STATED GOAL ->
Turn everything from the line containing "Place a pin on every instance of the cloud in" down to the line containing "<point>166,129</point>" in the records below into a numbered list, leaving out blank lines.

PROVIDED DATA ->
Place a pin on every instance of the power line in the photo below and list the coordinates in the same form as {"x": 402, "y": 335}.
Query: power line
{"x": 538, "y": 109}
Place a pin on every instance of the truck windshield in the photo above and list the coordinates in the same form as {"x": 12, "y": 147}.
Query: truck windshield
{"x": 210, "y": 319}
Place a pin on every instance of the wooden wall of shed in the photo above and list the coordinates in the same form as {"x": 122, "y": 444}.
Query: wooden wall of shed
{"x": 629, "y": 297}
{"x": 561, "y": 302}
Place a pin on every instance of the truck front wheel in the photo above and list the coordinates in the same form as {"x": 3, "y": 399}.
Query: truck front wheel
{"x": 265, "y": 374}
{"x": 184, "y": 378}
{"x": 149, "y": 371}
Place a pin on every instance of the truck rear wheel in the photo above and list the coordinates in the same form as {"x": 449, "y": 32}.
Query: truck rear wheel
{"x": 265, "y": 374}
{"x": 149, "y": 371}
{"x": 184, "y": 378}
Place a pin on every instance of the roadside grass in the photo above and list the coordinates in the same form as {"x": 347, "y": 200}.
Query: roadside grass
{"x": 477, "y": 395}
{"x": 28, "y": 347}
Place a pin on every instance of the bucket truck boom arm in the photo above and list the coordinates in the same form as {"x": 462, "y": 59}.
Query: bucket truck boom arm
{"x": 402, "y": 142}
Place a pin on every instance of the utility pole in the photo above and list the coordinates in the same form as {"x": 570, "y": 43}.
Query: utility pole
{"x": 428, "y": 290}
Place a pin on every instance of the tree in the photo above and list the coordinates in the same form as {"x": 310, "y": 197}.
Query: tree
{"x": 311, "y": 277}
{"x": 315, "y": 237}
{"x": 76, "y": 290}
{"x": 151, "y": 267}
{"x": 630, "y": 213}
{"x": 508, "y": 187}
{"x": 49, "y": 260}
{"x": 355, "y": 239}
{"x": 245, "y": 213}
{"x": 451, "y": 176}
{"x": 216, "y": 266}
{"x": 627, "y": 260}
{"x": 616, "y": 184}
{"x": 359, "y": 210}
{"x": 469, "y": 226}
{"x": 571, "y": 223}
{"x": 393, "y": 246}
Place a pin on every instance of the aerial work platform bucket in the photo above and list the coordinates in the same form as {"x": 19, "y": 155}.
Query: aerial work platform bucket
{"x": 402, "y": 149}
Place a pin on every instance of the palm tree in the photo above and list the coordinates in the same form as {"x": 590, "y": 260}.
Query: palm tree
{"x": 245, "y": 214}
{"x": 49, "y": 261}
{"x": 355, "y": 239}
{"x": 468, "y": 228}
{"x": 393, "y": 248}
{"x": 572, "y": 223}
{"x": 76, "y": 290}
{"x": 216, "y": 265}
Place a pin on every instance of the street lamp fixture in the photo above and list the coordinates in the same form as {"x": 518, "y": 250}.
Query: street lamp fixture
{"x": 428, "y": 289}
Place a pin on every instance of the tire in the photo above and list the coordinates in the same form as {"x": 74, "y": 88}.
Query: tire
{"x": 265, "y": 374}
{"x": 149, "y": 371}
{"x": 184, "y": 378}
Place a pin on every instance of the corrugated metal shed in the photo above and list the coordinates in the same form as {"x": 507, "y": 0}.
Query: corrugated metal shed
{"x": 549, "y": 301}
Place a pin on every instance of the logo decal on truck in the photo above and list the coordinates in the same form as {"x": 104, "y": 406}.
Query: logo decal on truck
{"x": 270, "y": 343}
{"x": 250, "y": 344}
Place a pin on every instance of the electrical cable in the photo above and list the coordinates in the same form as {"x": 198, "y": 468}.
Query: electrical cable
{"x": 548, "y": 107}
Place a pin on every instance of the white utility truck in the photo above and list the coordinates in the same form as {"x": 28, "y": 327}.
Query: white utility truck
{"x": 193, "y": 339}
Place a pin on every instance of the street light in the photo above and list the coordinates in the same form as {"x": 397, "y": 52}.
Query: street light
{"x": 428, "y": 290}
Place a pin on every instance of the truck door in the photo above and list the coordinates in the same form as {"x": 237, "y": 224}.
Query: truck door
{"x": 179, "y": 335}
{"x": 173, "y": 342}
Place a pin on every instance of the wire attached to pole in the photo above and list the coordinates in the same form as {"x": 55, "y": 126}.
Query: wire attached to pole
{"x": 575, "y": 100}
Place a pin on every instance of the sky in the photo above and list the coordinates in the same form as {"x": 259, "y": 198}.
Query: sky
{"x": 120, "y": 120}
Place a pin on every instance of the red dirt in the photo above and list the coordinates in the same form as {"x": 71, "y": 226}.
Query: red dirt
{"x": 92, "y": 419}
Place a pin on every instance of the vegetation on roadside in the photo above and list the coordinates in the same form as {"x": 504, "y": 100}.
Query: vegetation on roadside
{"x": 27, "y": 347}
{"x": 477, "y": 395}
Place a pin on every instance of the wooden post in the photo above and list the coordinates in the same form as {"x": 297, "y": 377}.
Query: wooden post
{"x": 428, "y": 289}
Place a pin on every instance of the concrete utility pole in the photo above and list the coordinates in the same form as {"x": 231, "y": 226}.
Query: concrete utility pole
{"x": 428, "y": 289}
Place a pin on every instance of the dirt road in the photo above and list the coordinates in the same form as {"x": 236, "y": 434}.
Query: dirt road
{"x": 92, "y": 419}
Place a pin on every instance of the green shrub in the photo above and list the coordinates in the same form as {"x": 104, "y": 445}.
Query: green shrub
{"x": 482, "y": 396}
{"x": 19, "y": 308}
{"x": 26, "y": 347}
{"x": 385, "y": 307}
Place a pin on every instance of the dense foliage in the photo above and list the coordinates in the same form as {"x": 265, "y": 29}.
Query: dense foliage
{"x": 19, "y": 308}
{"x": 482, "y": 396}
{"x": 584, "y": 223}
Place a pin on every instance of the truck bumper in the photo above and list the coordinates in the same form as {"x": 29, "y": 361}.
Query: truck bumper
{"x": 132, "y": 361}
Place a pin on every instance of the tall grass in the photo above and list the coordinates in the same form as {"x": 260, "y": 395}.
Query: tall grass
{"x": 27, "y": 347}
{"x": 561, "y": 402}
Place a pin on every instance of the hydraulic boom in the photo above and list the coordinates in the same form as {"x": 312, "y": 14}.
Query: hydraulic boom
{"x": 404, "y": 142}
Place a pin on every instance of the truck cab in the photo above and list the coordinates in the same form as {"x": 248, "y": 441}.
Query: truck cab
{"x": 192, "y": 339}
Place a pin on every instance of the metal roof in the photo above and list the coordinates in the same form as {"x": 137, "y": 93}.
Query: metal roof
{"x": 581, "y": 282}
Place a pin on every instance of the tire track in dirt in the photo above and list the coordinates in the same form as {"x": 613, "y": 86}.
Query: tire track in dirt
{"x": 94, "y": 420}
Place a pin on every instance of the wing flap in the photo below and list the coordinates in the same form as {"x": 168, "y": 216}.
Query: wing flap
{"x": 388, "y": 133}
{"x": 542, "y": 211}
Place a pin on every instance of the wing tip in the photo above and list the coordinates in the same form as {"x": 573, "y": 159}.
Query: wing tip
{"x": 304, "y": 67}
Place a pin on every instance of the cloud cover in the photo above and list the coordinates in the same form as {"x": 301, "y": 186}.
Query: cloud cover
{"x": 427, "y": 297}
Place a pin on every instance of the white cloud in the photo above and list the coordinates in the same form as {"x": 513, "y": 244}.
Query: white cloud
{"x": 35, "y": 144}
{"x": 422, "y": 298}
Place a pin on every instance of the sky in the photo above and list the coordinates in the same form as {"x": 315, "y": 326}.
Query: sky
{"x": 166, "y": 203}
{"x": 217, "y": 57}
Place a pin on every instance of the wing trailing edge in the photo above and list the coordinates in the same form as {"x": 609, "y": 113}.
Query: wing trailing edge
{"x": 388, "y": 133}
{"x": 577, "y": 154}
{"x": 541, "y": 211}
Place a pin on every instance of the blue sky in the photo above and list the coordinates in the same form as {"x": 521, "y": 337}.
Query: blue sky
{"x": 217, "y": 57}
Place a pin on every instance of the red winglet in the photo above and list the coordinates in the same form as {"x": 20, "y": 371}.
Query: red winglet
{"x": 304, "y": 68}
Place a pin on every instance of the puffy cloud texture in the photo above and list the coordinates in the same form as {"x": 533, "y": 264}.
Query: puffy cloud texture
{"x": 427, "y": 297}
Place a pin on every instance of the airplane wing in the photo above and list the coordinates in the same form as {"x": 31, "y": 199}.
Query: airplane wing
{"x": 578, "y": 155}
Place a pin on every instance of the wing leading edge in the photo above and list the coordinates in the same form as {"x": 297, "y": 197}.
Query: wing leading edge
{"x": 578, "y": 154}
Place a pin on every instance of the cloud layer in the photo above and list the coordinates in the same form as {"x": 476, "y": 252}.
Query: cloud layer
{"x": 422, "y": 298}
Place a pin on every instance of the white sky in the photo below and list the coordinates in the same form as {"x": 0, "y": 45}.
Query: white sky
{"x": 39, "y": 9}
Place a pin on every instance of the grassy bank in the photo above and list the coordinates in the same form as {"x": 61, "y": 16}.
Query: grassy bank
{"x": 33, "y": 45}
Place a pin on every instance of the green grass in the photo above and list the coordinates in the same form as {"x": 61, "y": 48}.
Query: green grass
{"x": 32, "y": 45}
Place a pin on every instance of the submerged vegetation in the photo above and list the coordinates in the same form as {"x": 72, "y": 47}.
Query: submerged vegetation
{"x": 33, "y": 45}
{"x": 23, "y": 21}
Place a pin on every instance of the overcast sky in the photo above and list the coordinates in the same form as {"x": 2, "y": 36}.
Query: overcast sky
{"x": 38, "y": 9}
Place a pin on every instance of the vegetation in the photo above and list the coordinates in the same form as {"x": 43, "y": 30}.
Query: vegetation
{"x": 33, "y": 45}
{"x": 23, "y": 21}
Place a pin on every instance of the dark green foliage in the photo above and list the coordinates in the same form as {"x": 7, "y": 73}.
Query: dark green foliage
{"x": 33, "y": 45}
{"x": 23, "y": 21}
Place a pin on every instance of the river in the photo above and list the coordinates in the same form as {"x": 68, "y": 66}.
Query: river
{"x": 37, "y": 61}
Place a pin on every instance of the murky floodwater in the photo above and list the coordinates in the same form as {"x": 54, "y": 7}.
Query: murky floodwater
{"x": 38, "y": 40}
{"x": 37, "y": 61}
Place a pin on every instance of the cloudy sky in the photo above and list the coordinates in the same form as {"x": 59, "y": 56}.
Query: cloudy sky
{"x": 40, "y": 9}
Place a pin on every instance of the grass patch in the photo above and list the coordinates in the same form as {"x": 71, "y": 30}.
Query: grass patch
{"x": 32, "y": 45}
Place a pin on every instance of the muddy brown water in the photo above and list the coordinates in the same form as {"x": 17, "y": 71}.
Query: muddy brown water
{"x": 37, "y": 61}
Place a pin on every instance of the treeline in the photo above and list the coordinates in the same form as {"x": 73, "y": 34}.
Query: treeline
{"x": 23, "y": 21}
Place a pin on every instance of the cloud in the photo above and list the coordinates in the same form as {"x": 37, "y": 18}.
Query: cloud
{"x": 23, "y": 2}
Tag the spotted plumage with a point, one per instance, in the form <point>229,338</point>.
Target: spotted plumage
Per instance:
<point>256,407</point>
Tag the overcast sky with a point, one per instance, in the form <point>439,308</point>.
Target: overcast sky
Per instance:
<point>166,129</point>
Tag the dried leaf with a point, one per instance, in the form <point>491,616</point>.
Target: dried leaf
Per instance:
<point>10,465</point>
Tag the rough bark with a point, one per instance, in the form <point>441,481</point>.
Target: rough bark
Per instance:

RIGHT ANSWER ->
1. Place a pin on every instance of the cloud in the photo above and list the coordinates in the same form as {"x": 37, "y": 18}.
2. Query: cloud
3. {"x": 23, "y": 2}
4. Tag the spotted plumage with a point, one per instance, in the form <point>229,338</point>.
5. Target: spotted plumage
6. Per instance:
7. <point>256,407</point>
8. Tag the overcast sky with a point, one per instance, in the form <point>439,308</point>.
9. Target: overcast sky
10. Per instance:
11. <point>166,129</point>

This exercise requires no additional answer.